# Problem requirements:
Reproduce the complete listing without any deviation.

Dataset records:
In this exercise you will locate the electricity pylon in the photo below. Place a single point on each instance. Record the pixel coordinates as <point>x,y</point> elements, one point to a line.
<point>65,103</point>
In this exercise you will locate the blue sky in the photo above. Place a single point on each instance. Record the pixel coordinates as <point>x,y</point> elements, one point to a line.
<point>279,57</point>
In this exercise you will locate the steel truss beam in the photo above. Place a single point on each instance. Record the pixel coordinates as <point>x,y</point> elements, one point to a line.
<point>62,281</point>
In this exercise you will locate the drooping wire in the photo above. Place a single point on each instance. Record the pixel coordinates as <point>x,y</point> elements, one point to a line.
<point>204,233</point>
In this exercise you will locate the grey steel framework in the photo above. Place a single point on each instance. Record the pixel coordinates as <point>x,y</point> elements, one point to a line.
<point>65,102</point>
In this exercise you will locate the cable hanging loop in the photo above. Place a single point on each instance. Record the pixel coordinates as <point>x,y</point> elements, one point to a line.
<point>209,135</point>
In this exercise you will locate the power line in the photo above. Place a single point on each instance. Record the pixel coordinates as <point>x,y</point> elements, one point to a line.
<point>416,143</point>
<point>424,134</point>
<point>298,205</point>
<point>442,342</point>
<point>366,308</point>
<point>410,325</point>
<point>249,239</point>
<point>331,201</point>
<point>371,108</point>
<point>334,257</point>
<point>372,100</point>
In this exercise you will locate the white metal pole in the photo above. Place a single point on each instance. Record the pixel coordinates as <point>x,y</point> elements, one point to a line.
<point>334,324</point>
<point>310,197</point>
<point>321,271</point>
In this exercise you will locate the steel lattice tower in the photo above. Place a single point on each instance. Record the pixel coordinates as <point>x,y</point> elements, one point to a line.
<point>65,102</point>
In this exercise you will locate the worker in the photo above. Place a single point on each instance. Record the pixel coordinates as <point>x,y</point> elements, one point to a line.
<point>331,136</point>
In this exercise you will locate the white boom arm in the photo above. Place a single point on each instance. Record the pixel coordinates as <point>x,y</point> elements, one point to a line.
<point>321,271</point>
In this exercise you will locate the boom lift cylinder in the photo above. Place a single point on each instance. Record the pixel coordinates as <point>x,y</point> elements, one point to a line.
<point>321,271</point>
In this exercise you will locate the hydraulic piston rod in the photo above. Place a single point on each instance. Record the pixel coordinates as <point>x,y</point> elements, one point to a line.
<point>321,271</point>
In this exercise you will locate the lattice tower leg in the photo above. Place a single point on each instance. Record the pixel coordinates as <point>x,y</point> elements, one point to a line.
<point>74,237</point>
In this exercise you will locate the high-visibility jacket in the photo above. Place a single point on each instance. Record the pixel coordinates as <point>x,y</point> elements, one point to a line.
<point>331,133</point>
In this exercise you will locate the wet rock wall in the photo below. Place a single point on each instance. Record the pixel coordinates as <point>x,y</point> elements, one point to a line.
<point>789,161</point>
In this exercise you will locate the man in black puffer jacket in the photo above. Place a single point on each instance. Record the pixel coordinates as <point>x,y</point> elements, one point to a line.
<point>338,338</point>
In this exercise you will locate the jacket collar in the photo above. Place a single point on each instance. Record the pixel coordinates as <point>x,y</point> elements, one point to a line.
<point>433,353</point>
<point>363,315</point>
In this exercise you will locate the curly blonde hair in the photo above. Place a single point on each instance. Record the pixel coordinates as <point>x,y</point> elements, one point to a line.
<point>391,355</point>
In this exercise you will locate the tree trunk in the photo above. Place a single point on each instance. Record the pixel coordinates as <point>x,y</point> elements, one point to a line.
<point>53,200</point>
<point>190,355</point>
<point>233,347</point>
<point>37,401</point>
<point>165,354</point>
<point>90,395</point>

# The reply:
In this exercise you will locate the electricity pylon in the photo below. Place a single point on each instance. Record the pixel coordinates as <point>x,y</point> elements, one point to a line.
<point>65,103</point>
In this exercise you will locate the blue sky in the photo above. Place a single point on each instance. Record the pixel coordinates as <point>x,y</point> elements, one point to a line.
<point>279,57</point>
In this exercise you will locate the steel truss beam in the photo above. Place a single point on each instance. Record the pixel coordinates as <point>x,y</point> elements, one point to a line.
<point>62,281</point>
In this exercise you will locate the drooping wire in the photo above. Place a single point on each instance. Record the pixel coordinates as <point>x,y</point> elements, one point to a line.
<point>204,233</point>
In this exercise you will locate the grey steel framework in the photo above. Place a single point on each instance. Record the pixel coordinates as <point>x,y</point> elements, one point to a line.
<point>65,102</point>
In this exercise you will locate the cable hanging loop in the photo above. Place a single point on each instance. Record the pixel coordinates as <point>x,y</point> elements, one point to a line.
<point>209,135</point>
In this exercise you will locate the power line in the photo above. Place a single point on each instance. Record the pixel coordinates as <point>x,y</point> elements, one point to a line.
<point>416,143</point>
<point>424,134</point>
<point>298,205</point>
<point>442,342</point>
<point>366,308</point>
<point>410,325</point>
<point>249,239</point>
<point>331,201</point>
<point>371,108</point>
<point>334,257</point>
<point>372,100</point>
In this exercise you will locate the white metal pole in the photo above. Place a single point on each instance. Record the pixel coordinates as <point>x,y</point> elements, one point to a line.
<point>334,324</point>
<point>310,197</point>
<point>321,271</point>
In this exercise you will locate the steel lattice tower in the photo above. Place a single point on each instance. Record the pixel coordinates as <point>x,y</point> elements, one point to a line.
<point>65,102</point>
In this exercise you will locate the worker in the photo above. Place a single point on each instance. Record the pixel coordinates as <point>x,y</point> elements, one point to a line.
<point>331,136</point>
In this exercise you will locate the white boom arm in the photo above. Place a single point on each instance. Record the pixel coordinates as <point>x,y</point> elements, one point to a line.
<point>321,271</point>
In this exercise you will locate the boom lift cylinder in the photo above. Place a single point on each instance. Record the pixel coordinates as <point>x,y</point> elements, one point to a line.
<point>321,271</point>
In this exercise you will locate the hydraulic piston rod in the photo above. Place a single point on each instance. Record the pixel coordinates as <point>x,y</point> elements, one point to a line.
<point>321,271</point>
In this exercise you will locate the lattice tower leg in the photo above. Place a single point on each instance. Record the pixel coordinates as <point>x,y</point> elements, one point to a line.
<point>74,237</point>
In this exercise you will locate the high-visibility jacket in the photo above. Place a single point on each instance. Record the pixel coordinates as <point>x,y</point> elements, one point to a line.
<point>331,133</point>
In this exercise you will locate the wet rock wall in the photo below. Place a single point on each instance. Record the pixel coordinates as <point>x,y</point> elements, one point to a line.
<point>789,161</point>
In this exercise you will locate the man in black puffer jacket in the photo above. Place a single point on each instance. Record the pixel coordinates as <point>x,y</point> elements, one point to a line.
<point>338,338</point>
In this exercise you will locate the jacket collar in the photo above. Place a single point on each instance. Record the pixel coordinates as <point>x,y</point> elements, one point to a line.
<point>433,353</point>
<point>363,315</point>
In this exercise you will locate the curly blonde hair in the photo above. Place a single point on each instance. Record the pixel coordinates as <point>x,y</point> elements, one point to a line.
<point>391,355</point>
In this exercise you will locate the tree trunk in the photo above. Place a single point on each instance. Record the pixel coordinates as <point>x,y</point> elements, one point to a line.
<point>53,200</point>
<point>190,355</point>
<point>233,347</point>
<point>37,401</point>
<point>165,354</point>
<point>90,395</point>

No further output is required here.